> Kutipan teks:
Dalam obrolan selama tiga setengah jam di sore hari pada penghujung tahun bersama seorang kawan di Bandung, aku akhirnya mendapati lagi diriku harus bergerak, melepaskan, dan mengikhlaskan. Untuk tidak perlu lagi mencari jawaban “Why me?” agar bisa melepaskan semua kenangan buruk dan traumatis itu sebagai bagian dari diriku dan mencoba berdamai dengannya. Iya benar sekali rasanya sakit, rasanya tidak enak, rasanya tidak mudah, tapi apakah lantas aku harus terus berfokus pada rasa sakitnya saja terus menerus? Bukankah aku layak untuk hidup dengan lebih baik? Bukankah aku layak untuk sembuh? Aku melepaskan sedikit demi sedikit dendam dan amarah yang ada di hatiku, dendam kepada realita yang banyak mengkhianati, amarah kepada diri sendiri dan kepada orang-orang yang telah menyakiti, melepaskan semuanya demi ketenangan diriku. Mengikhlaskan demi kelegaan diriku. Tidak lagi menaruh ekspektasi terlalu tinggi, tidak perlu lagi overthinking pada hal-hal yang tidak bisa kukendalikan. Aku tidak pernah bisa mengubah orang lain tapi aku bisa mengendalikan ekspektasi dan responku pada orang lain, ingat baik-baik, okay?!
KENAPA HARUS AKU YANG MENGALAMI SEMUA INI? Bagaimana kalau ternyata memang itu tidak beralasan khusus, memang hanya harus aku saja yang mengalami semua itu. Memang seharusnya aku gagal, aku jatuh, dqn aku diuji. Memang seharusnya itu terjadi seperti itu dalam skenario yang Allah tulis untukku. Selama ini aiu tumbuh menjadi manusia yang banyak berhasil dan takut gagal (setelah ku resap lagi perjalanan hidupku). Aku selalu bilang pada diriku kalau kamu harus berhasil dan aku benar berhasil (atas Izin Allah), tapi ternyata keberhasilan itu diperjuangkan mati-matian bukan karena ingin berhasil, tapi karena takut gagal. Dan kemarin ujian yang Allah beri salah satunya adalah kegagalan (which is the scariest thing in my life).

> Bahan tugas ini:

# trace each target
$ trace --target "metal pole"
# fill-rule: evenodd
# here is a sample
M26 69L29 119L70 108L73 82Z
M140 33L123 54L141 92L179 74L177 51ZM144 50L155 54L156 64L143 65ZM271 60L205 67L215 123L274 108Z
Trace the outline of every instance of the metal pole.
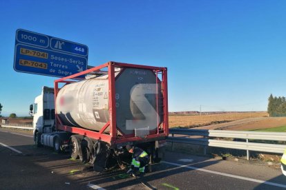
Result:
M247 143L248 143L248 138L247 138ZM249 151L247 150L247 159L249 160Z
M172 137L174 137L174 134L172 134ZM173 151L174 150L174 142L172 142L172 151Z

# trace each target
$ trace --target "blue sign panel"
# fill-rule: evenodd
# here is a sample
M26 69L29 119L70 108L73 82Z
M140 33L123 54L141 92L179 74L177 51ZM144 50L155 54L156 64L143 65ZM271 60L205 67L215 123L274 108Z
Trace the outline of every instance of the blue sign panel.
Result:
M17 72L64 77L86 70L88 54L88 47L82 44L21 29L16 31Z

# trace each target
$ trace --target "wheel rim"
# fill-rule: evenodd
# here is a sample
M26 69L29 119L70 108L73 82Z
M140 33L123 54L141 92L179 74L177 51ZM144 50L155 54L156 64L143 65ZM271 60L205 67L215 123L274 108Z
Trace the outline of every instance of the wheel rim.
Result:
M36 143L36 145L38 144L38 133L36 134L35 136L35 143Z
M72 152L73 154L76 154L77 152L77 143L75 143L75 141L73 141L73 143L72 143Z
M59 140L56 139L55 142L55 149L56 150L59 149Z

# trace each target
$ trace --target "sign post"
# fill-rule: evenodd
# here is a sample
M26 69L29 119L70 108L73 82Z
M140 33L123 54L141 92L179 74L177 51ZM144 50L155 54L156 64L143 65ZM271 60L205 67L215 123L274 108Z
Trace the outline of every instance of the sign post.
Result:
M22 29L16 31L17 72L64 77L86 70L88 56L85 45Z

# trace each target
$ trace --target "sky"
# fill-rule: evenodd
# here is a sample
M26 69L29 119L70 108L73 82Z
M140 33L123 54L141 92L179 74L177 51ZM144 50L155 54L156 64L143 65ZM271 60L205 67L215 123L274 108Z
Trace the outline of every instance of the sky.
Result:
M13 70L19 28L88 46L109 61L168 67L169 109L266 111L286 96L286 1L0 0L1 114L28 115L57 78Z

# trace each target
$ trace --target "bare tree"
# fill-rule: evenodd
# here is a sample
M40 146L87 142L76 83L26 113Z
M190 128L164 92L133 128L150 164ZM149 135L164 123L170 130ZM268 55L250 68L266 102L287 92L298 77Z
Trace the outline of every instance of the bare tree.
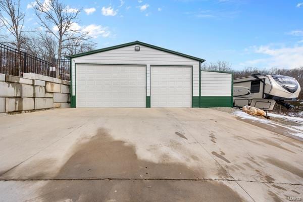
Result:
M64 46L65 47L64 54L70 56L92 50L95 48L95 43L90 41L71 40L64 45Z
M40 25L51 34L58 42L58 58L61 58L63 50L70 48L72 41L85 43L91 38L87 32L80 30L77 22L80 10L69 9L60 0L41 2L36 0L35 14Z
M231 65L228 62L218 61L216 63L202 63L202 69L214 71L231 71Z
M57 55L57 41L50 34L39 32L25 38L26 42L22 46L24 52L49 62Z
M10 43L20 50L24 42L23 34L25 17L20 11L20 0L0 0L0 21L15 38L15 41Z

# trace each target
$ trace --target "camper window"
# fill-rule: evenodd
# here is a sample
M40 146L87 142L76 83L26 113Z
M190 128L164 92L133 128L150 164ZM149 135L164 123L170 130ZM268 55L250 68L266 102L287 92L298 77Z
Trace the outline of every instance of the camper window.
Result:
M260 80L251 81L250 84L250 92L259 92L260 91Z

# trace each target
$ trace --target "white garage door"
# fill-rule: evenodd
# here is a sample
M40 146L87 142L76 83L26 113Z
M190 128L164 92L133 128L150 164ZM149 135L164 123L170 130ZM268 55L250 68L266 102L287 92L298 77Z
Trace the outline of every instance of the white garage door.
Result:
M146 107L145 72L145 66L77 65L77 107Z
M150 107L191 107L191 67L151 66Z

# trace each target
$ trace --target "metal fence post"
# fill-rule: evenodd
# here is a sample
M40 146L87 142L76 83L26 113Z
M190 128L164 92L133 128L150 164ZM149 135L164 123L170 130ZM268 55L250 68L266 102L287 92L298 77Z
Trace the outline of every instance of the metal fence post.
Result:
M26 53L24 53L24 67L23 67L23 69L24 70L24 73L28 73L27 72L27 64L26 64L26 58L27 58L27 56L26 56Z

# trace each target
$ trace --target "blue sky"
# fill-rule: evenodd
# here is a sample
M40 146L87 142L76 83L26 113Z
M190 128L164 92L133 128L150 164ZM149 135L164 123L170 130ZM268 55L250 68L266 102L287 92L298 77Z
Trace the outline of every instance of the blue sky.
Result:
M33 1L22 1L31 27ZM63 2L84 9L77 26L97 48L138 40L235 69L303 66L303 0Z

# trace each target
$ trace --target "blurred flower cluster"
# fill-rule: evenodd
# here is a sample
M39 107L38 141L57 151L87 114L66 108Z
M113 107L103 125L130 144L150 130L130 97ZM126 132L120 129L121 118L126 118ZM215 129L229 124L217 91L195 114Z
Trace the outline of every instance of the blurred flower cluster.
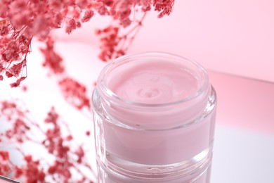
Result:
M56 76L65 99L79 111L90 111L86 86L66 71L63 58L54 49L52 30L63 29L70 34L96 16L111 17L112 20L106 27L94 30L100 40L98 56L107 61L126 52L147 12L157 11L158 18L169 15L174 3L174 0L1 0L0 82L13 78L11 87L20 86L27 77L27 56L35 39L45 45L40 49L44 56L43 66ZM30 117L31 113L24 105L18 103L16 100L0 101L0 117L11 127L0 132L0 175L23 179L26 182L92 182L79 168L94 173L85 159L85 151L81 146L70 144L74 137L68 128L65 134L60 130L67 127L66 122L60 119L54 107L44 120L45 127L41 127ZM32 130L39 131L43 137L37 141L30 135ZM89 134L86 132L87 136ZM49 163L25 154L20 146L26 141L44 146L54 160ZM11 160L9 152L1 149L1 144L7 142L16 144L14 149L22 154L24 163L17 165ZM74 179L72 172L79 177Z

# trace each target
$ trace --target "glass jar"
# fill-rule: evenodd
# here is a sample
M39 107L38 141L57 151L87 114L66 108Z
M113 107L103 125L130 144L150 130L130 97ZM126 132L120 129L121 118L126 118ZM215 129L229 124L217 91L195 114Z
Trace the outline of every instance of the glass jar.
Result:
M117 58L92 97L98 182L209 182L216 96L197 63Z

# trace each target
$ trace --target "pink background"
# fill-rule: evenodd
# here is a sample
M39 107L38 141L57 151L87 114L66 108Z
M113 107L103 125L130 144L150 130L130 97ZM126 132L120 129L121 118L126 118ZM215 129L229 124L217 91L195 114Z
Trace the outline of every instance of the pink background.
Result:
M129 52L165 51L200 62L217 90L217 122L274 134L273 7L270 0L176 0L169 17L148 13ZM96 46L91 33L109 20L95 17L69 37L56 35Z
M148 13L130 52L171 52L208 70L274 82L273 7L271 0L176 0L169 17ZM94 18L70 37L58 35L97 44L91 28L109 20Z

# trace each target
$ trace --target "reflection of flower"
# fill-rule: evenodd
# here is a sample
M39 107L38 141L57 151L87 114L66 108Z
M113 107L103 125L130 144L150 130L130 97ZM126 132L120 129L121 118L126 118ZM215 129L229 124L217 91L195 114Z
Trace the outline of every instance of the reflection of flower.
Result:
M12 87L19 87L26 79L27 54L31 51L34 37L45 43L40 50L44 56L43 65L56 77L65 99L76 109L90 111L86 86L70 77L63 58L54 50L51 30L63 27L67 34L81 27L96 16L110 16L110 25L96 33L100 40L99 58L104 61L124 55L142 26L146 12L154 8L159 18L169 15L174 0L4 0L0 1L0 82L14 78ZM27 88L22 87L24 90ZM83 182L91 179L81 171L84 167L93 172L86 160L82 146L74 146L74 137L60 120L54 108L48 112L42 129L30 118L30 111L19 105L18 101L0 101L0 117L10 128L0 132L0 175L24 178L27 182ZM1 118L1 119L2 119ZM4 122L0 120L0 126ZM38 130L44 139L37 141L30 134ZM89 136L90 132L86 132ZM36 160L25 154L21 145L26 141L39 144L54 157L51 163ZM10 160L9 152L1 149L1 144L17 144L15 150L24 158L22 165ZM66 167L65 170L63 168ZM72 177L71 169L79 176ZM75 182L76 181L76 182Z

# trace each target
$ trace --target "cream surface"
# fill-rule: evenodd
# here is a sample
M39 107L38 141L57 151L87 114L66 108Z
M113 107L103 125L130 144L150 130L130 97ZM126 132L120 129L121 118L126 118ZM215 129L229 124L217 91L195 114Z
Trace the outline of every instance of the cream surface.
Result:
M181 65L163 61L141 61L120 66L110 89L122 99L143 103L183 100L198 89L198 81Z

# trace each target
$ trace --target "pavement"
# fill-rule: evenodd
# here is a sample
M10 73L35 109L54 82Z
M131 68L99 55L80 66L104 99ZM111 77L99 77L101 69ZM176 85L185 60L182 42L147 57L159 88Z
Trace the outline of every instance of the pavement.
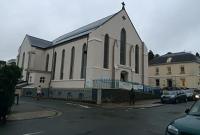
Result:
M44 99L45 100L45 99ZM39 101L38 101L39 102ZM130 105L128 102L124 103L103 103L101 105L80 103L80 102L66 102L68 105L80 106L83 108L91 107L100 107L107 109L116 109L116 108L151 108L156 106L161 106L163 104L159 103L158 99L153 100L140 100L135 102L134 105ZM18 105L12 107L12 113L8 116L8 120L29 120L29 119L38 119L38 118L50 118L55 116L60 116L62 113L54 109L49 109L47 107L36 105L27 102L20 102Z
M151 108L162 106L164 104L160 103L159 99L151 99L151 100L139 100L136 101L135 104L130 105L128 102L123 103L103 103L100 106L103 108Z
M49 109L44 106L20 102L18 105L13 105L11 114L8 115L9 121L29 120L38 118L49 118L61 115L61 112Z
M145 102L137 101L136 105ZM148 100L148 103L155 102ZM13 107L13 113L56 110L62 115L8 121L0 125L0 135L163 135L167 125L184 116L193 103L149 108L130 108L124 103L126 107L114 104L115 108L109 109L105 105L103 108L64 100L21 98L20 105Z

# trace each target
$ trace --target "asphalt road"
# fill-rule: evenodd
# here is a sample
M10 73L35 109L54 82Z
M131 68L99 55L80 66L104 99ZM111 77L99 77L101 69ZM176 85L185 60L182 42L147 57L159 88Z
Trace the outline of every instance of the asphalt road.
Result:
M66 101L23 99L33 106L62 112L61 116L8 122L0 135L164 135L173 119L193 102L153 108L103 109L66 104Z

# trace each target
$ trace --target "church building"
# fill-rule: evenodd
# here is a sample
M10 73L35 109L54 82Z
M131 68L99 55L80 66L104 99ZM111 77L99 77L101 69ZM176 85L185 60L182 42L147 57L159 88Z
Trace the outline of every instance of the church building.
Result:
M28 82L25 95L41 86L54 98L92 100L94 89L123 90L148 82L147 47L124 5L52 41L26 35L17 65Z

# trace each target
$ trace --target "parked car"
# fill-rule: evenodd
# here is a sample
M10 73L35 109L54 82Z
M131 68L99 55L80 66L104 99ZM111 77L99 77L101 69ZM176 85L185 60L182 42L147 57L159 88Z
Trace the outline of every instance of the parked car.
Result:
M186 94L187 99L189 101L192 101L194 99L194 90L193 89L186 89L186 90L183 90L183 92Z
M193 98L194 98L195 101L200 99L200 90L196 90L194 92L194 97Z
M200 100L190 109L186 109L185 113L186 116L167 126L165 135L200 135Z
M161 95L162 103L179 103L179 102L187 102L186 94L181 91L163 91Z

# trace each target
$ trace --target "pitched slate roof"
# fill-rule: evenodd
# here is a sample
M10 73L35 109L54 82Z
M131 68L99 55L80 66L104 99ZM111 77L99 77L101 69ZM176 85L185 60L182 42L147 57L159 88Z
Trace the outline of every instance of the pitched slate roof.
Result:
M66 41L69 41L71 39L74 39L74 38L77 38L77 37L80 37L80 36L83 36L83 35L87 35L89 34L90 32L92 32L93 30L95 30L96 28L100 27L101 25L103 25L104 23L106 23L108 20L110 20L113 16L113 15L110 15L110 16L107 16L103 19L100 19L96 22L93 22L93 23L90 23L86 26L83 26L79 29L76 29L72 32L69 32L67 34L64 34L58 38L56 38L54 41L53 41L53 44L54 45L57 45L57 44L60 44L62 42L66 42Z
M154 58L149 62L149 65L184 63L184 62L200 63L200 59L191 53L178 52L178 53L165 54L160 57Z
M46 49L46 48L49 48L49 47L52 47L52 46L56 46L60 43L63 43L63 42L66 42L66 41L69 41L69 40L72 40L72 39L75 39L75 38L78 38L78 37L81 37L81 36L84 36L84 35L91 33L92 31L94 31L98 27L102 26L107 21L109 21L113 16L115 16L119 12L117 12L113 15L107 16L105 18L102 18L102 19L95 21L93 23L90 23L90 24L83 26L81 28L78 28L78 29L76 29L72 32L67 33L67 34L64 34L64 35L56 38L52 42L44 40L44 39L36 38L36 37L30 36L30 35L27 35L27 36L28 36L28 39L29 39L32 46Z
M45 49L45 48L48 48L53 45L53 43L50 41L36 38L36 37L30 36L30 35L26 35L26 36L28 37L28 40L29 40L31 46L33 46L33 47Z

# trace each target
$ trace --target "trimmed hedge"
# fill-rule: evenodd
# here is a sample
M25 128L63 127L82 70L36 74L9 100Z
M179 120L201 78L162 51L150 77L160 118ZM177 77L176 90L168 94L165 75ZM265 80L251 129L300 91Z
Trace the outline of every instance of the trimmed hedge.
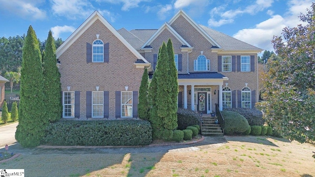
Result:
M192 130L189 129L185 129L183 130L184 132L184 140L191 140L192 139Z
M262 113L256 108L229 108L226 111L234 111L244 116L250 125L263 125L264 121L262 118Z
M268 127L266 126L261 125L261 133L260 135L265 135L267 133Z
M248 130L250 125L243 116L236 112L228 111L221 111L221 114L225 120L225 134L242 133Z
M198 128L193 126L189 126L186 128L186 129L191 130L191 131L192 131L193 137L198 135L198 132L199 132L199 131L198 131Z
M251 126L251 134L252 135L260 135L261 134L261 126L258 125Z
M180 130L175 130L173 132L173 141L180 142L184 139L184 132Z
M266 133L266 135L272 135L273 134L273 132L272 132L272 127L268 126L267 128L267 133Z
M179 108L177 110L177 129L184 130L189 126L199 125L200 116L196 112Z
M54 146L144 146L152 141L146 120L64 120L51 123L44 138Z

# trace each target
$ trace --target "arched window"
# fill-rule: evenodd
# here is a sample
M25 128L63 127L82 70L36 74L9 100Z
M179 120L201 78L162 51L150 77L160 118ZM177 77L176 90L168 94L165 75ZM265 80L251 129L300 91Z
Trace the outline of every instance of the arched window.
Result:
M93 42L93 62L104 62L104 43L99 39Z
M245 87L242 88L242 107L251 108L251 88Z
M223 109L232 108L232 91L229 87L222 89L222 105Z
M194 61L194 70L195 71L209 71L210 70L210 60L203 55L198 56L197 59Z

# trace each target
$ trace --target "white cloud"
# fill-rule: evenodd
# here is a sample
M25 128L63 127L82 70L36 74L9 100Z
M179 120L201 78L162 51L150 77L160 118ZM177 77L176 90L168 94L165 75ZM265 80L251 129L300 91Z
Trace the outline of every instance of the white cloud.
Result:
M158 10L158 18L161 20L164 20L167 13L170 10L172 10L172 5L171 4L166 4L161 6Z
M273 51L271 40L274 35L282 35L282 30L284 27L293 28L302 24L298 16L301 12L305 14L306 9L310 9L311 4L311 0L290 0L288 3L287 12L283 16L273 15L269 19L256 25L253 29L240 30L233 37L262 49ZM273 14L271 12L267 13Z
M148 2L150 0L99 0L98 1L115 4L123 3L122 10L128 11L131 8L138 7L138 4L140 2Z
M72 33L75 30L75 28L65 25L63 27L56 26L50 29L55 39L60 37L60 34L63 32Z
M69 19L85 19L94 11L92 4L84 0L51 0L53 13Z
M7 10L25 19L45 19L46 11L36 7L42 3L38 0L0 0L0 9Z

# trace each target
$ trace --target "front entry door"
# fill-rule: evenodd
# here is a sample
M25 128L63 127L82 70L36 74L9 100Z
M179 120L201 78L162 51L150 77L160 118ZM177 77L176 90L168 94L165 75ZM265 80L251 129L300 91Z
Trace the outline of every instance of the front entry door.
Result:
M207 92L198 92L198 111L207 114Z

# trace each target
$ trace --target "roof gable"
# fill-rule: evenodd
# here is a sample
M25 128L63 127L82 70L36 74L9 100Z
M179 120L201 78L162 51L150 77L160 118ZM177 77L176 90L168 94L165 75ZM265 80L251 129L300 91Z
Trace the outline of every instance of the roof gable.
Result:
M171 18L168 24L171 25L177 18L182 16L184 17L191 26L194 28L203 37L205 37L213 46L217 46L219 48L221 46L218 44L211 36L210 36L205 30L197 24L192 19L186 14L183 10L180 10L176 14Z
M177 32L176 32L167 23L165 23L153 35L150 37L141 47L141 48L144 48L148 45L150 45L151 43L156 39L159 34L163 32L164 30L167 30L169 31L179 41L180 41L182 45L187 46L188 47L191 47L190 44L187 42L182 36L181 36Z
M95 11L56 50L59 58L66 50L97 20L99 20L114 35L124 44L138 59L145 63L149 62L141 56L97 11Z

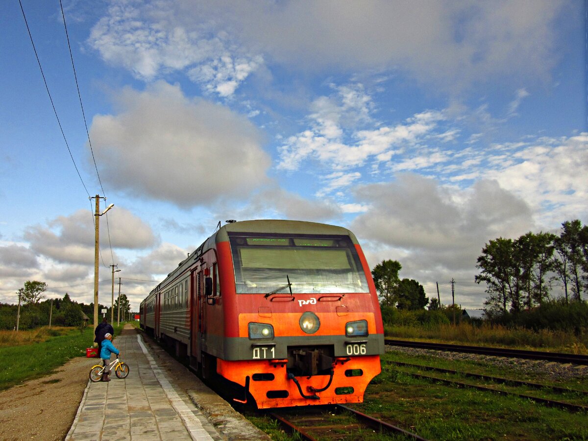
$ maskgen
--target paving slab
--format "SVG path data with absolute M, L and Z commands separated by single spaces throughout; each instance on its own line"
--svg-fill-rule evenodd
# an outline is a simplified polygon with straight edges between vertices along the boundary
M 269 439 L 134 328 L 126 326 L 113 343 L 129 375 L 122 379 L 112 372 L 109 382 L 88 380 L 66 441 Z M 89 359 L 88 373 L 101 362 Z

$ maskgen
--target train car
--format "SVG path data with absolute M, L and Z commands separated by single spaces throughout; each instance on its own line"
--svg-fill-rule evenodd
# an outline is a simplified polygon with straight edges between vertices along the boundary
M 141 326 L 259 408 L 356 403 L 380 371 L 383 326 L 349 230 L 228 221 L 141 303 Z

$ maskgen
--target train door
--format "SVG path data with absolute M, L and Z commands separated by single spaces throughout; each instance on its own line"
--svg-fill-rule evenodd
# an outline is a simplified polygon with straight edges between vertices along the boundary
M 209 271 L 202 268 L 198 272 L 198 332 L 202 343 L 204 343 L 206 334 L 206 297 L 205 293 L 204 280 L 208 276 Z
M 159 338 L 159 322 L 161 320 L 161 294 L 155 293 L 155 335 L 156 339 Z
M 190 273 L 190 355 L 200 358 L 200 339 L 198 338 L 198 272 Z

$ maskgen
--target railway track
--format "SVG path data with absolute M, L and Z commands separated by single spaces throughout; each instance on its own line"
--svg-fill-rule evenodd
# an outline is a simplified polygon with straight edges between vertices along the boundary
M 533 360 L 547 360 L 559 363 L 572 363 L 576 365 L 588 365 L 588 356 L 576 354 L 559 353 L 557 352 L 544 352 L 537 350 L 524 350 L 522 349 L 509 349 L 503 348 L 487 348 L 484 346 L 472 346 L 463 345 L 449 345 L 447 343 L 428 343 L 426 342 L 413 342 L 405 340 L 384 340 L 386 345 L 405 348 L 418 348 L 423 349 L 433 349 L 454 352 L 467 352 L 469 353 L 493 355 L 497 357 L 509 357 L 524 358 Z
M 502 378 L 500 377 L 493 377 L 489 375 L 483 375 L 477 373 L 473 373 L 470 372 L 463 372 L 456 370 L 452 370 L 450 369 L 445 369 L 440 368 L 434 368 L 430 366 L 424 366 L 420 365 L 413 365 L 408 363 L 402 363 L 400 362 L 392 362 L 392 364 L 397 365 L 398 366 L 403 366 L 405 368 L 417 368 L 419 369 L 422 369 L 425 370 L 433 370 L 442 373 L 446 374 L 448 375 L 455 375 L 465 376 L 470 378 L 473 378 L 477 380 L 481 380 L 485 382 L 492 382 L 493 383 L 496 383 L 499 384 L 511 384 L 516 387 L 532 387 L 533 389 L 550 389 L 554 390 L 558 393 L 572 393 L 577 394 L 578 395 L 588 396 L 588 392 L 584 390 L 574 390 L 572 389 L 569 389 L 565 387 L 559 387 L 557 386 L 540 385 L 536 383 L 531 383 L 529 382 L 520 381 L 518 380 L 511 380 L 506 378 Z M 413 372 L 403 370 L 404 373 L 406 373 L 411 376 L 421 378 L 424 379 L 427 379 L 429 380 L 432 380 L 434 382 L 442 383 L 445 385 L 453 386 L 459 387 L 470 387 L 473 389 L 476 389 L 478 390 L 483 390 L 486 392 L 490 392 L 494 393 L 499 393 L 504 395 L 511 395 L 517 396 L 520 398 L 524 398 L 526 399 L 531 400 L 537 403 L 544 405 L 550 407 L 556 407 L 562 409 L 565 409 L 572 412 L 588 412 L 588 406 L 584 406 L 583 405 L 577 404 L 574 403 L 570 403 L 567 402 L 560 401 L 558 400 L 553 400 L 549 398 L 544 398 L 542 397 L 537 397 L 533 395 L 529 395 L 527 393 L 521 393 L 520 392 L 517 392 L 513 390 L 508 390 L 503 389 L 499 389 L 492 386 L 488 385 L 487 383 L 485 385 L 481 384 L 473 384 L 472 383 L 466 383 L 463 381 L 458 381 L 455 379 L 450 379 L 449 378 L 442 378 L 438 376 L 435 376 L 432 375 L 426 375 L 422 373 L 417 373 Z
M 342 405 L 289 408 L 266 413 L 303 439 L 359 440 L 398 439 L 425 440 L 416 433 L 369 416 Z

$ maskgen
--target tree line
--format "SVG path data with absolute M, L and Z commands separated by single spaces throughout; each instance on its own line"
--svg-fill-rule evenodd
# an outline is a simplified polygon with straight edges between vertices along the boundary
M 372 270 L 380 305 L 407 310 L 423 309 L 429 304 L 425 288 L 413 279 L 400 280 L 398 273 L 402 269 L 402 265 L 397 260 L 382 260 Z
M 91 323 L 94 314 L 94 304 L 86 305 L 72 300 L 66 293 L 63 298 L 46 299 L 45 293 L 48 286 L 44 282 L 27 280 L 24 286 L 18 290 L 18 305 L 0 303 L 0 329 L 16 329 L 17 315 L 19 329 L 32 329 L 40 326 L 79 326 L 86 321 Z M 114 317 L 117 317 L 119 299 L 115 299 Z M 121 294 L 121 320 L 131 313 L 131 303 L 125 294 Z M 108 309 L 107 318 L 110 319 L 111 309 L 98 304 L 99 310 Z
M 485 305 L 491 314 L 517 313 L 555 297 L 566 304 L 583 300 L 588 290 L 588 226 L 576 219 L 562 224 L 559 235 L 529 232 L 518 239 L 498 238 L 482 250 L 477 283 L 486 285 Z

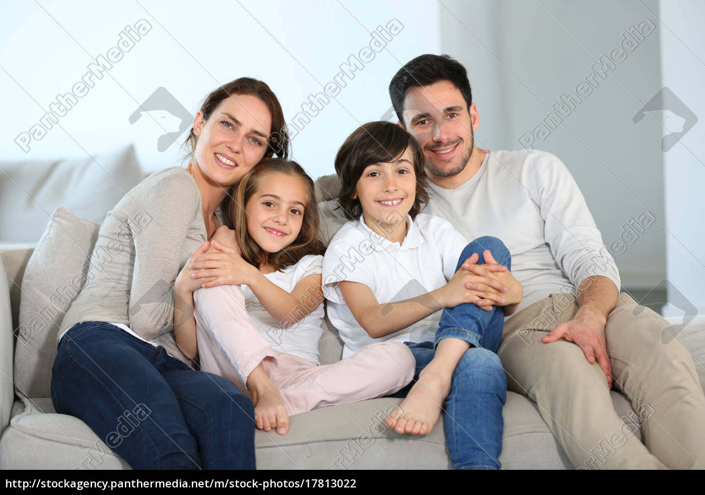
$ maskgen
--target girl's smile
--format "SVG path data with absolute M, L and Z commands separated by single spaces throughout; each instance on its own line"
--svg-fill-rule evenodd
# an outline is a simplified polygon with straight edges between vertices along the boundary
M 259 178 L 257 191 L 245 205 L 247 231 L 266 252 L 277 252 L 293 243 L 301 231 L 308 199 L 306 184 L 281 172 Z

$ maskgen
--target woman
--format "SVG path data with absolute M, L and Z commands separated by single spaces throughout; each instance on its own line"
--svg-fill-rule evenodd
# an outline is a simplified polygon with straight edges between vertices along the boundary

> Petunjuk:
A. Tuliskan ulang bagian teks tentang mengikhlaskan dari "KENAPA HARUS AKU" sampai dengan "in my life).", termasuk kata-kata penutup itu, tanpa mengubah satu huruf pun.
B. Laporkan semua baris catatan yang memuat kata "background", dengan memperhatikan perbedaan huruf besar dan kecil.
Teks tentang mengikhlaskan dan catatan merupakan dua bahan yang berdiri sendiri.

> Jawaban per tugas:
A.
KENAPA HARUS AKU YANG MENGALAMI SEMUA INI? Bagaimana kalau ternyata memang itu tidak beralasan khusus, memang hanya harus aku saja yang mengalami semua itu. Memang seharusnya aku gagal, aku jatuh, dqn aku diuji. Memang seharusnya itu terjadi seperti itu dalam skenario yang Allah tulis untukku. Selama ini aiu tumbuh menjadi manusia yang banyak berhasil dan takut gagal (setelah ku resap lagi perjalanan hidupku). Aku selalu bilang pada diriku kalau kamu harus berhasil dan aku benar berhasil (atas Izin Allah), tapi ternyata keberhasilan itu diperjuangkan mati-matian bukan karena ingin berhasil, tapi karena takut gagal. Dan kemarin ujian yang Allah beri salah satunya adalah kegagalan (which is the scariest thing in my life).

B.
$ trace --target "pink background"
Trace the outline of every instance of the pink background.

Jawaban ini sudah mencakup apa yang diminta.